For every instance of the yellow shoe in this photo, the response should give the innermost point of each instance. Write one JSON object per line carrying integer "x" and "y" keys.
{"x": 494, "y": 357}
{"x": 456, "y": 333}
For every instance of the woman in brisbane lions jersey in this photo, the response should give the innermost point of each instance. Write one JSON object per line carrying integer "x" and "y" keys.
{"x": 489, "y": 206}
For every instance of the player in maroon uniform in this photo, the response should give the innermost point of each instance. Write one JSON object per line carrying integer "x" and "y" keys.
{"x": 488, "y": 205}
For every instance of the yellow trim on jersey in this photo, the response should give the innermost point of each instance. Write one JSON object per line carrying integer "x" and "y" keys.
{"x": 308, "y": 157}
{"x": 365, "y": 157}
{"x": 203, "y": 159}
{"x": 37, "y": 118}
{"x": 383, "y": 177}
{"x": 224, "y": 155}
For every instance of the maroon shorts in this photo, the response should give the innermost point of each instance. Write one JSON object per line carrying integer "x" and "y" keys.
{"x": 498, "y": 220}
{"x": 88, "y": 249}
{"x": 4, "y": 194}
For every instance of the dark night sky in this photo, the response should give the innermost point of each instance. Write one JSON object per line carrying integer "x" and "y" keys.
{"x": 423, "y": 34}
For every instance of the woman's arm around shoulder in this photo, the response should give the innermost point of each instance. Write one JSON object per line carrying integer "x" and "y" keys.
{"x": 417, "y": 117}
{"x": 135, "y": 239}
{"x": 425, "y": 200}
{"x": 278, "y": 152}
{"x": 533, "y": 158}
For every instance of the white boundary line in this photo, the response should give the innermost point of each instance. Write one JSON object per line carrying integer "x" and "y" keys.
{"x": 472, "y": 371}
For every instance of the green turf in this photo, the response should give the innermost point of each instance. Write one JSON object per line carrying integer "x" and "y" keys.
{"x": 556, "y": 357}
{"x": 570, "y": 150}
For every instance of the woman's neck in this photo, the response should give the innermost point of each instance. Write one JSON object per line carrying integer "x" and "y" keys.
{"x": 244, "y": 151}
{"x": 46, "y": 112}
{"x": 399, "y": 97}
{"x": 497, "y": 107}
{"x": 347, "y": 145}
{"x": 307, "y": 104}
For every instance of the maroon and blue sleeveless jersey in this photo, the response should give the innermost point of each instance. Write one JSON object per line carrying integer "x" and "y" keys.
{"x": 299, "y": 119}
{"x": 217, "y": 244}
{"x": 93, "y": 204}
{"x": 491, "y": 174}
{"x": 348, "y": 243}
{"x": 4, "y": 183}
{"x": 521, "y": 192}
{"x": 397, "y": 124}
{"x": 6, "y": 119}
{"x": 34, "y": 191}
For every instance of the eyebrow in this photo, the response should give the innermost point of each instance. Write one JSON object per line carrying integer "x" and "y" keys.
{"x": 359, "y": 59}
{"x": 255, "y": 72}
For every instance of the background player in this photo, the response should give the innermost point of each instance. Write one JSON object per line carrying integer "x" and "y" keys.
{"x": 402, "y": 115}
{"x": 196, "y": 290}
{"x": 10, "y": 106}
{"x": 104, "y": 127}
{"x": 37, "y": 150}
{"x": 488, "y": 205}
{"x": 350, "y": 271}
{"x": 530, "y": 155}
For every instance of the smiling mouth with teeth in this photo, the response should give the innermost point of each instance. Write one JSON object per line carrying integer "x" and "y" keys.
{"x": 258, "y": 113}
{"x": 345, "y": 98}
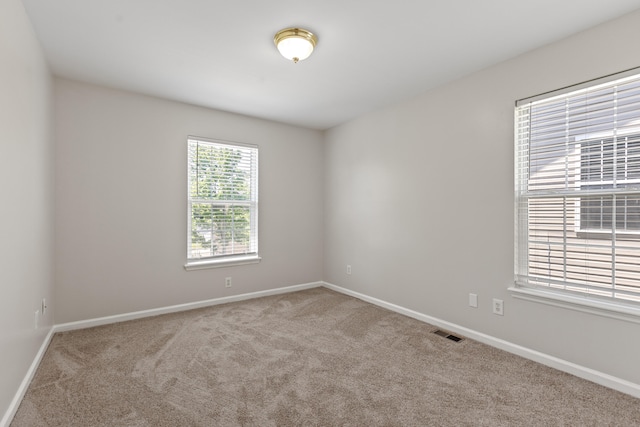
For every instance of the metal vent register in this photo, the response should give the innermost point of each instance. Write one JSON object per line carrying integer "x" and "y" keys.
{"x": 448, "y": 335}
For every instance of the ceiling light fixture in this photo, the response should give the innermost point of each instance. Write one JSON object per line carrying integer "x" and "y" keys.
{"x": 295, "y": 44}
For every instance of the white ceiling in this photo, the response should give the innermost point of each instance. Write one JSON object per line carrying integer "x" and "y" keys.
{"x": 371, "y": 53}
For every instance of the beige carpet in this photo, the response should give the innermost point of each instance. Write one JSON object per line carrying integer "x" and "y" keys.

===============

**What to produce**: Write out the entries above verbatim; the pictures do not belong in your copy.

**Reply**:
For every instance of the yellow shoe in this photo, the response should give the innermost point of each instance. Write one JSON object per line carrying integer "x" and "y" keys.
{"x": 494, "y": 357}
{"x": 456, "y": 333}
For every instance of the woman in brisbane lions jersey in this photo, the response should give the innermost point of each instance. Write one JSON object per line carrying integer "x" and "y" keys.
{"x": 489, "y": 206}
For every instance of the player in maroon uniform in this photo, the response should give the innermost point of each instance. Write one JSON object per line carrying integer "x" and "y" keys.
{"x": 488, "y": 205}
For every instance of the yellow trim on jersey in this photo, the response should give the innermost point of each instance. Write one JSON object per line carrying integer "x" and "y" keys.
{"x": 308, "y": 157}
{"x": 365, "y": 157}
{"x": 203, "y": 159}
{"x": 37, "y": 118}
{"x": 383, "y": 177}
{"x": 224, "y": 155}
For every instance of the maroon shorts in this photo, the response should give the innermost point of each instance. Write one JSON object per line carrying integer "x" and "y" keys.
{"x": 498, "y": 220}
{"x": 88, "y": 249}
{"x": 4, "y": 194}
For every instance of the dark night sky in this photo, the response should give the innermost point of each instance. Write one JSON object per line carrying integer "x" and "y" keys.
{"x": 423, "y": 34}
For every instance of the woman's arm around shoulder in this photo, the response should give the innermost point of each instance. Write one JSON object per line carrying integer "x" and "y" keys.
{"x": 417, "y": 117}
{"x": 135, "y": 239}
{"x": 425, "y": 200}
{"x": 278, "y": 152}
{"x": 533, "y": 158}
For every instance of the white boundary line in this photo, the response should give the innermost point of each instance. Write one JSON object per line carrying integer "x" and "y" keys.
{"x": 472, "y": 371}
For every instance of the green turf in this photo, the response should give the innermost point of each instance. Write one JSON object per line carrying integer "x" and "y" keys.
{"x": 556, "y": 357}
{"x": 570, "y": 150}
For every instance of the woman's neck in this photo, the response should give the innermost point of each instance. Write one JSON object per line carrying integer "x" and "y" keys.
{"x": 244, "y": 151}
{"x": 46, "y": 112}
{"x": 399, "y": 97}
{"x": 497, "y": 107}
{"x": 347, "y": 145}
{"x": 307, "y": 104}
For every instance of the maroon and blue sleeveless jersey in this photo, the response should give the innermost point of each instance. Write one JSON object per line carrying integer "x" and "y" keys.
{"x": 299, "y": 119}
{"x": 217, "y": 244}
{"x": 93, "y": 204}
{"x": 491, "y": 174}
{"x": 348, "y": 243}
{"x": 4, "y": 183}
{"x": 521, "y": 192}
{"x": 397, "y": 124}
{"x": 6, "y": 119}
{"x": 34, "y": 191}
For every instance of the eyebrow in this photo, the response should give the innermost point of each instance. Write one JSON object per line carrying integer "x" and "y" keys.
{"x": 359, "y": 59}
{"x": 255, "y": 72}
For every instance of the background player in this photo, the response should give the innermost point of each instance. Write one JSON object per line carrying integer "x" and "y" keys.
{"x": 402, "y": 115}
{"x": 196, "y": 290}
{"x": 10, "y": 106}
{"x": 104, "y": 127}
{"x": 37, "y": 150}
{"x": 488, "y": 205}
{"x": 350, "y": 271}
{"x": 530, "y": 155}
For every instance of the smiling mouth with teeth in this photo, the response should give the innermost point of each instance. Write one JSON object per line carrying integer "x" and "y" keys.
{"x": 258, "y": 113}
{"x": 345, "y": 98}
For every instance of the metal vent register in this photo, the response should give the innermost point of each instance. Write one JSON object per line carrying integer "x" and "y" keys.
{"x": 448, "y": 335}
For every instance of the ceiling light fixture in this photo, the response should give the innermost point of each instance. Write one JSON object per line carrying integer "x" and "y" keys.
{"x": 295, "y": 44}
For every instance of the white ceiling in this photo, the response should give the innermost point of each instance. Write one JSON object per line carrying integer "x" and "y" keys.
{"x": 371, "y": 53}
For every instance of the beige carpet in this photo, the response should give the innermost point of each instance. Write one JSON object per line carrying integer "x" and "y" keys.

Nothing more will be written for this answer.